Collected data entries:
○ ○ ○ ○ ○

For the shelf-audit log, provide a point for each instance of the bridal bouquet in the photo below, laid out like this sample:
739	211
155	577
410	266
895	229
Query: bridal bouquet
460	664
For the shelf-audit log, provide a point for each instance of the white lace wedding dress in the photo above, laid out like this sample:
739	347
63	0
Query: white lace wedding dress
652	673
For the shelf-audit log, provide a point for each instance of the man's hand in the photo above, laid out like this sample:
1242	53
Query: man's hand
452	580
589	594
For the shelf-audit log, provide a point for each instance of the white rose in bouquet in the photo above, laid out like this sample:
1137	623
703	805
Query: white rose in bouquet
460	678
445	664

○ ○ ○ ○ ○

**Problem requirements**:
Nothing should be altered. Set down all the data again.

**Answer box**:
For the shelf-audit log, provide a point for each instance of the bridal bouquet in the photo below, laid out like this sample:
739	211
155	577
410	266
895	229
Query: bridal bouquet
460	664
For the shelf-audit log, provide a point for each instance of the white lace wedding dress in the photo above, laid out like this sample:
739	347
63	0
Query: white lace wedding dress
652	673
For the shelf-audit log, provide a point for each instance of the man's hand in the photo above, laid out like this sample:
1242	53
Query: man's hand
452	580
589	594
For the shelf-audit log, provide a point for each instance of the white rose in bouquet in the photo above, laid out like this sample:
1137	623
703	805
Query: white rose in bouquet
460	678
445	664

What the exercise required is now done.